Saved entries
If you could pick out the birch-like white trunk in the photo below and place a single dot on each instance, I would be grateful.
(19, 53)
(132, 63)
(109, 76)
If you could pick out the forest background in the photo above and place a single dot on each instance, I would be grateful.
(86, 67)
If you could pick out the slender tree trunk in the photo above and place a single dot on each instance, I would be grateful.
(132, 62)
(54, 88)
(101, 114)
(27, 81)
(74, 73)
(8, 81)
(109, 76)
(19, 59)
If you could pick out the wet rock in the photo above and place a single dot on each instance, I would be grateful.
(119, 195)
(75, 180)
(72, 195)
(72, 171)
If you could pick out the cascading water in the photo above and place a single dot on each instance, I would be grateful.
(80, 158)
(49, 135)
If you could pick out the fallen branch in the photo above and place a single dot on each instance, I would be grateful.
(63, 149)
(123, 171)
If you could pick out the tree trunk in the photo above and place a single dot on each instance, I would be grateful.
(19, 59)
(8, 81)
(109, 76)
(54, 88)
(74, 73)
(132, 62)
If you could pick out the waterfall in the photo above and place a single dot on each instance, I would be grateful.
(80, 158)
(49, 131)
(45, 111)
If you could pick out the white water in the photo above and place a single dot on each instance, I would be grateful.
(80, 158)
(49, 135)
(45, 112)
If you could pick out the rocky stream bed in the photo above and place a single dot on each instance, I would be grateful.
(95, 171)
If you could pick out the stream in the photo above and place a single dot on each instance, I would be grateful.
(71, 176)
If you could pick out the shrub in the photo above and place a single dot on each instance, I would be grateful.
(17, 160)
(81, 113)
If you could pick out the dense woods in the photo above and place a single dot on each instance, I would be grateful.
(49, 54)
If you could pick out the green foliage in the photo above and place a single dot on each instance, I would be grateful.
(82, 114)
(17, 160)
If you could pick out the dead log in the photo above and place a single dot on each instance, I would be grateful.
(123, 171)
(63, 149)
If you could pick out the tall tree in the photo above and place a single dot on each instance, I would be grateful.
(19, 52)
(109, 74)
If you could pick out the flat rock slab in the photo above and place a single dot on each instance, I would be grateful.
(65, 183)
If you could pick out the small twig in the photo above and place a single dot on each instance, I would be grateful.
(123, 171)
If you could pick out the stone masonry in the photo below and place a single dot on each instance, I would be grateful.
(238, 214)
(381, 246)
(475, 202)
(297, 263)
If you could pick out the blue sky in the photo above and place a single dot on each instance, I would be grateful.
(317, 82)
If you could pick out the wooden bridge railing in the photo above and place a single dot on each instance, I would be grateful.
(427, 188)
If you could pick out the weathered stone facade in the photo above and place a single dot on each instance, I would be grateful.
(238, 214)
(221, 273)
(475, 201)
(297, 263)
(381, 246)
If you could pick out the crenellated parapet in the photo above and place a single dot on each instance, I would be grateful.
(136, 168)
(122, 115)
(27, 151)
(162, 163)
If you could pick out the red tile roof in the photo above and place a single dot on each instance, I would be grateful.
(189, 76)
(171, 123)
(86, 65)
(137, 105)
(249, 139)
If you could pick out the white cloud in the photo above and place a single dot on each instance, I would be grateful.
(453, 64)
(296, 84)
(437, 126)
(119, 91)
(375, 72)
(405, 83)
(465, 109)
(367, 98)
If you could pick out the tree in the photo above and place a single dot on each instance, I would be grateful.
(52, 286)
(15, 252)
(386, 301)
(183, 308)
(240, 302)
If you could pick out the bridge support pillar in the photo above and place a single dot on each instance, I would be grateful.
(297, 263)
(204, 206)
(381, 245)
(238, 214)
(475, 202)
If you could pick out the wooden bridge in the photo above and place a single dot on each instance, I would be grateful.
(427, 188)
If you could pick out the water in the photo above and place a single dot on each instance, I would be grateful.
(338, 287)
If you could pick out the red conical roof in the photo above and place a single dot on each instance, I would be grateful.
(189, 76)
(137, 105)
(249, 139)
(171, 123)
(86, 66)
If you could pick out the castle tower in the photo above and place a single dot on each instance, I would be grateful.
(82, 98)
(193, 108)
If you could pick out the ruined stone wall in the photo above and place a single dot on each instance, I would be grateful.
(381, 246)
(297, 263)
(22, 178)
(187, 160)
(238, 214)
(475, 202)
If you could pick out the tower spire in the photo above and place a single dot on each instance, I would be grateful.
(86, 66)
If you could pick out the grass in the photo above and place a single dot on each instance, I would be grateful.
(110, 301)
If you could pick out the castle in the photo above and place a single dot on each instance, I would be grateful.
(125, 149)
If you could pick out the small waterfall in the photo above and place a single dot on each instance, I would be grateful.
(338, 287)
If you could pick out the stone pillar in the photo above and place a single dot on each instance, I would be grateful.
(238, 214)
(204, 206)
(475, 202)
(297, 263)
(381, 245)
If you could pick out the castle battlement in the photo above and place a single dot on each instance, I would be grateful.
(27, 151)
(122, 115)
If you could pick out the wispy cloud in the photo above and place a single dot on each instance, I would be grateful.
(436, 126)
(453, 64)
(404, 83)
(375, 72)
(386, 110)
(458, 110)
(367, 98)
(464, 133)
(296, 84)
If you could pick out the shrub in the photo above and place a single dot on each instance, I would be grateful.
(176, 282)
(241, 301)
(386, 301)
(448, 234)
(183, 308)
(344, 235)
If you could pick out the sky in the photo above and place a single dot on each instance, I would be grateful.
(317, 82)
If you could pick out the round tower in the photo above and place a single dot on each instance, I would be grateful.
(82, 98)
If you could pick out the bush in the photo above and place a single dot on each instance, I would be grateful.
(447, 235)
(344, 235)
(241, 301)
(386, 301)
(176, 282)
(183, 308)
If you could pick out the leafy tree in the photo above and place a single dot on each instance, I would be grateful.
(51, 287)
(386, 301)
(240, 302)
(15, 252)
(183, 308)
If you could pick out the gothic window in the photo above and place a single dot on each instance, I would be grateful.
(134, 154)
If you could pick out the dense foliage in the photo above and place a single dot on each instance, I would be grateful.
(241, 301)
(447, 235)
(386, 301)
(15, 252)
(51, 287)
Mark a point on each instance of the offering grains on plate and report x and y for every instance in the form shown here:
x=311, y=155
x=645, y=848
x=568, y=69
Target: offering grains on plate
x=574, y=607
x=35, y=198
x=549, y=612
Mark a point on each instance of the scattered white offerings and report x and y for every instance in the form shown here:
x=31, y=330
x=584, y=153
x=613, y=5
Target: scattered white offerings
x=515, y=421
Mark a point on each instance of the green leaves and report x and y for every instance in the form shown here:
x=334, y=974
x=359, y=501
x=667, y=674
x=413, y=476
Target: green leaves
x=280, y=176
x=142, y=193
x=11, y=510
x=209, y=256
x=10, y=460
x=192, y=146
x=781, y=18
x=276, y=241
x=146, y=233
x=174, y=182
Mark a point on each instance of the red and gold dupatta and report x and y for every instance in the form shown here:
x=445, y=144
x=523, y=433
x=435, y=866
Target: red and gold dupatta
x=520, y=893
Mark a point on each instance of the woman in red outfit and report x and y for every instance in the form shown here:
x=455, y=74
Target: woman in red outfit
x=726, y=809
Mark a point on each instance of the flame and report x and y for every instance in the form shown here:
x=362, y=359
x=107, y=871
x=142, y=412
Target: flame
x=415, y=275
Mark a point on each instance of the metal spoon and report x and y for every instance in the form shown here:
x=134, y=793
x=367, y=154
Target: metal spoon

> **Task statement**
Each and every record above needs writing out exactly.

> **Answer to this problem**
If you could pick out the birch-like white trunk in the photo below and place a single dot on each instance, I would be grateful.
(19, 53)
(132, 63)
(109, 76)
If you could pick out the forest background in the photo above and place a single dot on each instance, I would be grateful.
(86, 67)
If you could pick out the slender tree trunk in the photo above and place a single dot on each instance, I would be grateful.
(132, 62)
(54, 88)
(101, 114)
(27, 81)
(74, 73)
(8, 81)
(109, 76)
(19, 59)
If you could pick out the wet rock in the photo above and place a single dot on each instance, I would be grateful.
(119, 195)
(75, 180)
(72, 195)
(72, 171)
If you could pick out the cascading water in the photo above and place a single dot on each instance, I would be grateful.
(80, 158)
(49, 135)
If you could pick out the fallen branch in the photo above and place a single dot on each instance, I would be grateful.
(63, 149)
(123, 171)
If you could pick out the tree trunk in the photo above and place a single dot on each instance, I would be grateful.
(19, 59)
(8, 81)
(109, 76)
(54, 88)
(74, 73)
(132, 62)
If you could pick out the waterfall in the photo above and place a single dot on each instance, I would be grateful.
(80, 158)
(49, 131)
(45, 111)
If you could pick out the white water in the photo above and place a single dot on each instance, I would be grateful.
(80, 158)
(49, 135)
(45, 112)
If you could pick out the rocky stream bed in the photo above and place a single dot on each instance, I would be grateful.
(95, 171)
If you could pick out the stream in the photo above and place a single dot on each instance, I would be grateful.
(71, 176)
If you could pick out the shrub in the photo above and place a single dot on each instance, I would be grateful.
(17, 160)
(81, 113)
If you could pick out the dense woods in the photo above and place a single dot on each instance, I would be grateful.
(49, 54)
If you could pick out the green foliage in the photo above and place a single dot on each instance, I would be grateful.
(82, 114)
(17, 160)
If you could pick out the dead log in the photo above and place a single dot on each instance, I would be grateful.
(123, 171)
(63, 149)
If you could pick out the tall tree in the photo above and place a single dot on each instance, I would be grateful.
(19, 52)
(109, 74)
If you could pick out the flat rock slab in the photo above and place a single dot on each instance, I would be grateful.
(65, 183)
If you could pick out the small twig in the photo above and place a single dot on each instance, I would be grateful.
(123, 171)
If you could pick out the stone masonry in the photo below and place a single dot on each instance, I would be grateful.
(238, 214)
(381, 246)
(475, 202)
(297, 263)
If you could pick out the blue sky in the photo above and place a single dot on each instance, I would be grateful.
(317, 82)
If you could pick out the wooden bridge railing in the photo above and place a single dot on each instance, I would be grateful.
(427, 188)
If you could pick out the weathered stone facade in the photo above and place a single dot on each instance, I would be grateful.
(238, 214)
(221, 273)
(475, 201)
(297, 263)
(381, 246)
If you could pick out the crenellated parapet in the photo above and place a single dot on each instance, I would be grateful.
(136, 168)
(122, 115)
(27, 151)
(162, 163)
If you could pick out the red tile roof in the photo above and place a single dot on each instance, I would be grateful.
(189, 76)
(171, 123)
(86, 65)
(137, 105)
(249, 139)
If you could pick out the white cloud in the photo above and place a single dot on each instance, I would be grateful.
(453, 64)
(296, 84)
(437, 126)
(119, 91)
(375, 72)
(405, 83)
(465, 109)
(367, 98)
If you could pick out the tree in the photo above and place a single dot on each instance, I would be grateful.
(52, 286)
(15, 252)
(386, 301)
(183, 308)
(240, 302)
If you could pick out the bridge support pillar in the photo above and place a single dot on each instance, I would be grateful.
(297, 263)
(204, 206)
(381, 245)
(238, 214)
(475, 202)
If you could pick out the wooden bridge in the photo above and place a single dot on each instance, I would be grateful.
(427, 188)
If you could pick out the water in the photo above and place a single dot on each instance, I would be grateful.
(338, 287)
If you could pick out the red conical roof in the photo above and place a single dot on each instance, I would be grateful.
(189, 76)
(137, 105)
(249, 139)
(171, 123)
(86, 66)
If you could pick out the castle tower in the photo above and place a single dot on each instance, I would be grateful.
(82, 98)
(193, 108)
If you could pick out the ruined stone wall in the photo above and place a single dot on each instance, I would be grateful.
(381, 246)
(297, 263)
(22, 178)
(187, 160)
(238, 214)
(475, 202)
If you could pick out the tower spire in the photo above and place a single dot on each instance, I would be grateful.
(86, 66)
If you could pick out the grass in the photo above and place a single dot on each instance, I would be grateful.
(110, 301)
If you could pick out the castle in the photo above and place a single dot on each instance, I would be grateful.
(125, 149)
If you could pick out the small waterfall in the photo above and place a single dot on each instance, I would be grateful.
(338, 287)
If you could pick out the stone pillar in the photo above and place a single dot on each instance, I would be grateful.
(238, 214)
(204, 206)
(475, 202)
(297, 263)
(381, 245)
If you could pick out the castle battlement in the photo above and place a single dot on each instance, I would be grateful.
(27, 151)
(122, 115)
If you could pick out the wispy cloud in the photo above and place a single dot on each instance, I would be grateful.
(436, 126)
(453, 64)
(404, 83)
(375, 72)
(386, 110)
(458, 110)
(367, 98)
(464, 133)
(296, 84)
If you could pick out the shrub in the photo above and place a single dot on each instance, I would be grateful.
(176, 282)
(241, 301)
(386, 301)
(448, 234)
(183, 308)
(344, 235)
If you could pick out the sky in the photo above and place a single dot on each instance, I would be grateful.
(317, 82)
If you could pick out the round tower in the photo above and place a single dot on each instance, I would be grateful.
(82, 98)
If you could pick out the bush in the photo above and place a single dot on each instance, I would be grateful.
(447, 235)
(344, 235)
(241, 301)
(386, 301)
(176, 282)
(183, 308)
If you could pick out the leafy tree in the photo above and place a single dot on each instance, I would be grateful.
(51, 287)
(386, 301)
(240, 302)
(15, 252)
(183, 308)
If you could pick out the gothic window in the photo above and place a single dot on each instance, I would be grateful.
(134, 154)
If you could pick out the dense foliage in the photo above and place a single dot on each instance, I would be grateful.
(241, 301)
(447, 235)
(386, 301)
(15, 252)
(51, 287)
Mark a point on each instance of the offering grains on plate and report x and y for every instance in the form shown here:
x=311, y=155
x=645, y=848
x=568, y=69
Target: offering grains on plate
x=574, y=607
x=35, y=198
x=549, y=612
Mark a point on each instance of the scattered white offerings and report x and y for every instance in the form shown here:
x=31, y=330
x=584, y=153
x=613, y=5
Target: scattered white offerings
x=515, y=421
Mark a point on each instance of the green leaves and report x and y for every instance in the form shown here:
x=334, y=974
x=359, y=501
x=667, y=674
x=413, y=476
Target: green leaves
x=280, y=176
x=142, y=193
x=11, y=510
x=209, y=256
x=10, y=460
x=192, y=146
x=781, y=18
x=276, y=241
x=146, y=233
x=174, y=182
Mark a point on each instance of the red and gold dupatta and report x and y for every instance in the form shown here:
x=445, y=144
x=523, y=433
x=435, y=866
Target: red and gold dupatta
x=520, y=893
Mark a point on each instance of the woman in red outfit and report x and y for every instance in the form shown here:
x=455, y=74
Target: woman in red outfit
x=726, y=809
Mark a point on each instance of the flame and report x and y for every instance in the form shown here:
x=362, y=359
x=107, y=871
x=142, y=412
Target: flame
x=415, y=275
Mark a point on each instance of the metal spoon and report x and y for every instance in the form shown here:
x=134, y=793
x=367, y=154
Target: metal spoon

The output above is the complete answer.